> **TASK STATEMENT**
Each record below is to be set down again precisely.
[[ INPUT DATA, beginning ]]
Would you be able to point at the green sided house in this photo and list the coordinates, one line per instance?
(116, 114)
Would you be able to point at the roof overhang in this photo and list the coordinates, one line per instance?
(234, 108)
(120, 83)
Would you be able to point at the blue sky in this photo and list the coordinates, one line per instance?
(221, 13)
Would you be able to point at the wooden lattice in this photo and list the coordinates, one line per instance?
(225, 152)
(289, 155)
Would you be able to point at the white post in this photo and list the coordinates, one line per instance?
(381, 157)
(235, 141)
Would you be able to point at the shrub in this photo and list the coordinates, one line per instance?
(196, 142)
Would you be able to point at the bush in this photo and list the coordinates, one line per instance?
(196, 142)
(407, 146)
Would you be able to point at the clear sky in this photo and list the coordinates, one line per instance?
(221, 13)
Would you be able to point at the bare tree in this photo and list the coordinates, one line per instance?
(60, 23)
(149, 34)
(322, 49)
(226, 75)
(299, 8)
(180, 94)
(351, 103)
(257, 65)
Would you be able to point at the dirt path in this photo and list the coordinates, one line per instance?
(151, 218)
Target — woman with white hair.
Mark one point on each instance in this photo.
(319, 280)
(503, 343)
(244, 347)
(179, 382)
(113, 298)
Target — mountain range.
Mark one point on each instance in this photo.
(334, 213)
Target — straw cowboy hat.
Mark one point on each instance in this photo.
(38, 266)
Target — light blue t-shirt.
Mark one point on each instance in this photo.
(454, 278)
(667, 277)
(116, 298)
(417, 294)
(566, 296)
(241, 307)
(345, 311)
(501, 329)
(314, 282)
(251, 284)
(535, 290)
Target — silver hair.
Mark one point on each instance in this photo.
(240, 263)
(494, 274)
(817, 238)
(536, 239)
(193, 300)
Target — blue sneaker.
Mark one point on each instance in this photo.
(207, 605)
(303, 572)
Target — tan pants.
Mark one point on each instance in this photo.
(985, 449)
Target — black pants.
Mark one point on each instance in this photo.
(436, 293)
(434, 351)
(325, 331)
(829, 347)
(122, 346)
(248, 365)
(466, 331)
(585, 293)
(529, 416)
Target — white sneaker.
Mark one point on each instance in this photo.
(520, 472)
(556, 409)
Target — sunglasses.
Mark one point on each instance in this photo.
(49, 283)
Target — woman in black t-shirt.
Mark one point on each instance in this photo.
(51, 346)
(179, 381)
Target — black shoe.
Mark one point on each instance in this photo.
[[ INPUT DATA, end ]]
> **REPLY**
Would you be able to point at the green sided house in this photo and list the coordinates, one line per instance?
(116, 114)
Would you be able to point at the roof overhang in this photo and list the coordinates, one line per instance?
(234, 108)
(120, 83)
Would you be able to point at the blue sky in this photo and list the coordinates, one line per instance?
(221, 13)
Would you be able to point at the wooden lattice in this photo and list the coordinates, one line per instance?
(225, 152)
(289, 155)
Would you be able to point at the white post in this photo and list the coordinates, one line per instance?
(381, 157)
(235, 141)
Would you be able to point at the shrub in this photo and list the coordinates, one line per instance?
(196, 142)
Would you be able to point at the bush in this photo and list the coordinates, one line per instance?
(196, 142)
(407, 146)
Would you be able to point at the clear sky in this photo and list the coordinates, one line per instance?
(221, 13)
Would you be able to point at the bare tree in this photo and list the coordinates, one line per instance?
(60, 23)
(149, 34)
(322, 49)
(226, 75)
(299, 8)
(180, 94)
(351, 103)
(257, 65)
Would you be able to point at the dirt path in this photo and list the coordinates, one line per instance?
(151, 218)
Target — woman with white hair.
Mark one point on each instance in this photo.
(319, 280)
(503, 343)
(244, 347)
(179, 382)
(113, 298)
Target — mountain range.
Mark one point on each instance in this photo.
(334, 213)
Target — straw cowboy hat.
Mark one point on each instance in this photo.
(38, 266)
Target — light blue t-shirt.
Mark one point on each instance in this photo.
(454, 278)
(667, 277)
(116, 298)
(417, 294)
(566, 296)
(241, 307)
(345, 311)
(501, 329)
(314, 282)
(251, 284)
(535, 290)
Target — silver hair.
Mark one point on each instance in this photo.
(240, 263)
(494, 274)
(817, 238)
(536, 239)
(193, 300)
Target — blue sneaker.
Mark one point on each instance in this photo.
(207, 605)
(303, 572)
Target — tan pants.
Mark one point on each instance in this photo.
(985, 449)
Target — black pants.
Mark one point on each instance in this photo.
(436, 293)
(434, 351)
(325, 331)
(829, 347)
(122, 346)
(248, 365)
(466, 331)
(585, 293)
(529, 416)
Target — white sneaker.
Mark one point on each instance in this photo.
(520, 472)
(556, 409)
Target — sunglasses.
Mark one point on each instance in this photo.
(49, 283)
Target — woman in black t-shirt.
Mark one point on each instance in this photo.
(51, 346)
(179, 381)
Target — black shoe.
Mark one point on each instance in this photo.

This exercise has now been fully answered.